課題一覧:
a) レコード棚の掃除についての本文では、掃除にどのくらいの時間がかかったと述べられていますか。
b) レコード棚の掃除についての本文を、最後の文の後から書き継いでください。

本文:
____________________

おととい、レコードの入っている棚の掃除をした。ここに越してきてから一度も掃除していないよなぁ…4年くらい経ったかなぁ…と思って、ちょっと記録を確かめたら、8年も経っていた! どういうこと?!
どこか欠け落ちてしまった期間があるこの13年。決して取り戻せないのだけれど、これからは自分を大事にして、愛する人たち、ものごとたちを大事にして生きていけたらなと思う。
掃除には2時間くらいかかって、動画の編集にはその3倍くらいかかった。なんだかなぁ……とも思うけれど、だらだらとしょーもない動画を観続けるよりは、思い出にひたりながら自分の動画を編集していた方がいいか!と思い直す。
というより、暇だけはいくらでもあるのだから(やらなくてはいけないこともいくらでもあるけれど!)、そう自責の念にかられることもないかもしれない。
以下は【自分のための覚書】。

____________________

提供一覧:
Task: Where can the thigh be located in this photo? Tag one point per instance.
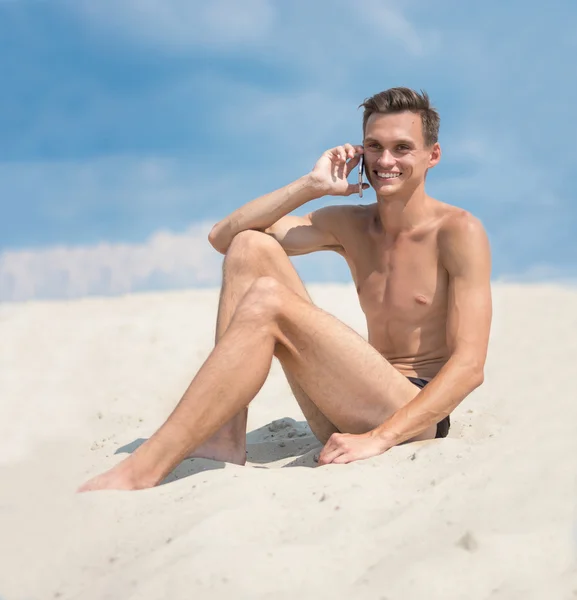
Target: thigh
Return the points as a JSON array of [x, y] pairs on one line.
[[348, 381], [275, 263]]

____________________

解答:
a) 2時間くらいです。

b)
掃除中に見つけたバルバラのレコードを小さなプレーヤーで聴いてみた。すごくいい。一番好きだった『ナントに雨が降る』。久しぶりに歌詞を見ながらじっくり聴いた。それで、きちんと歌詞の意味を知りたいと思ってネットで調べていたら、この歌にまつわるバルバラの壮絶な人生の話を見つけた。
昔はネットがなかったから、このことは知らずに聴いていたのだと思う。ただ、ずっと別れていたお父さんとの最期の別れの歌だと思っていただろう。
バルバラは子供のころ父親から性的虐待を受けていた。
その父親に対する思いはどんな思いだったのだろう。
父親が亡くなってから彼女が作った曲が Nantes だ。
1963年にバルバラが初めてこの曲を公衆の前で歌ったときの動画。
オリジナルの歌詞とレコードジャケットにある歌詞と違っているところもあるような気がするけれど、今のところ、私はこんな感じに解釈している。
ナントに雨が降る
ナントの街に雨が降る
どうか助けて
ナントの空は
私をつらくさせる
いつもと同じある朝
それはちょうど一年前
街は青白く光っていた
駅から出たとき
ナントは見知らぬ街だった
一度も来たことはなかったし
あの知らせがなければ
この旅をすることもなかった
「マダム、どうか面会においでください
グランジュ・オ・ルー通り25番地です
急いでください もう長くはありません
一目お会いしたいと言っています」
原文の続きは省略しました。